(Stored entries)
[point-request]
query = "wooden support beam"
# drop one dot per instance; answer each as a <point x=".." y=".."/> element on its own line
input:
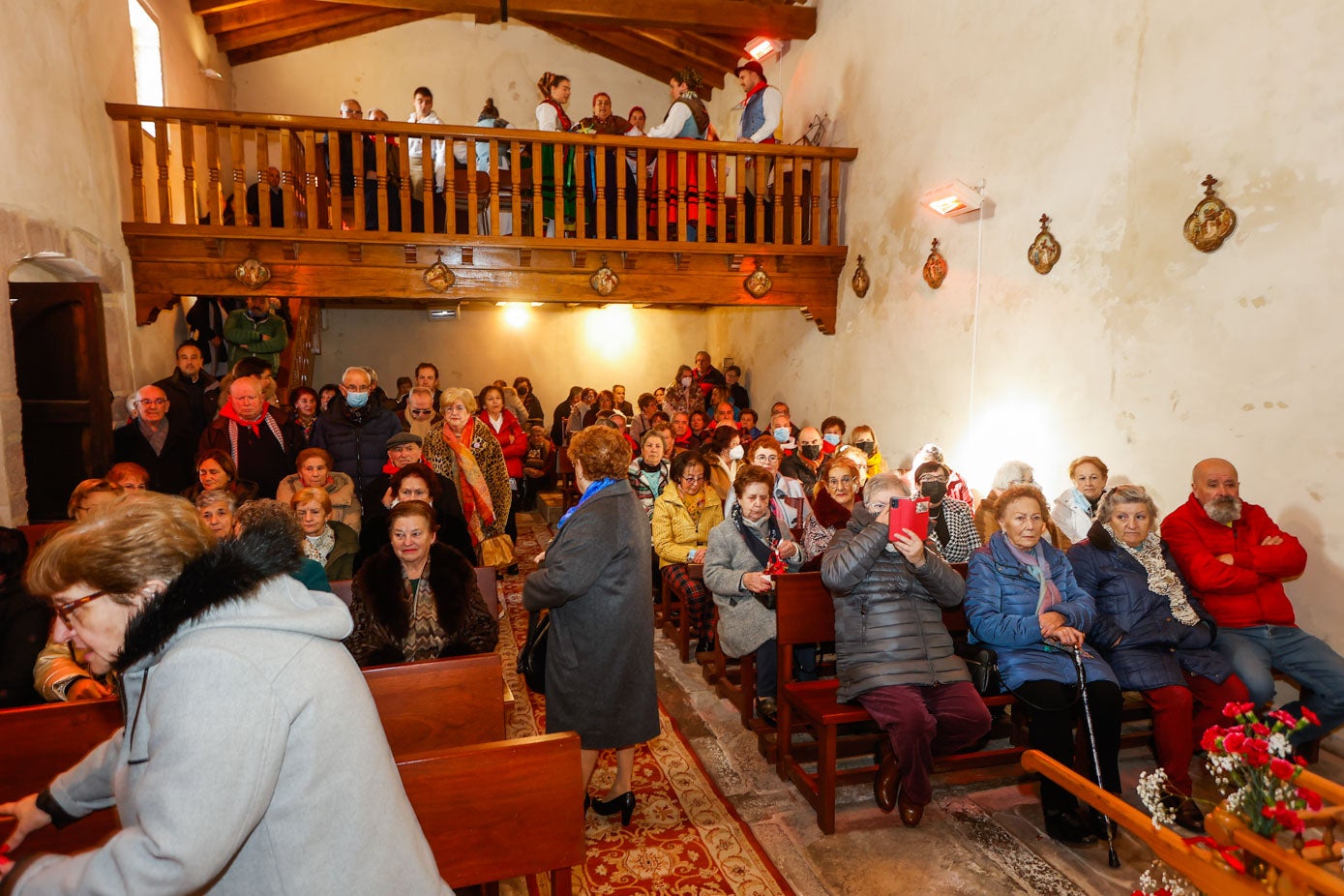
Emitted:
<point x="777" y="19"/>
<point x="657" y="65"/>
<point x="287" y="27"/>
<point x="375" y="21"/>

:: Problem to work on ::
Give every entry back unchanged, with no pictures.

:: Written answer ::
[point-request]
query = "wooden support beam"
# drop one dot per instance; answer each as a <point x=".." y=".."/> element on its own line
input:
Emitted:
<point x="777" y="19"/>
<point x="657" y="65"/>
<point x="287" y="27"/>
<point x="375" y="21"/>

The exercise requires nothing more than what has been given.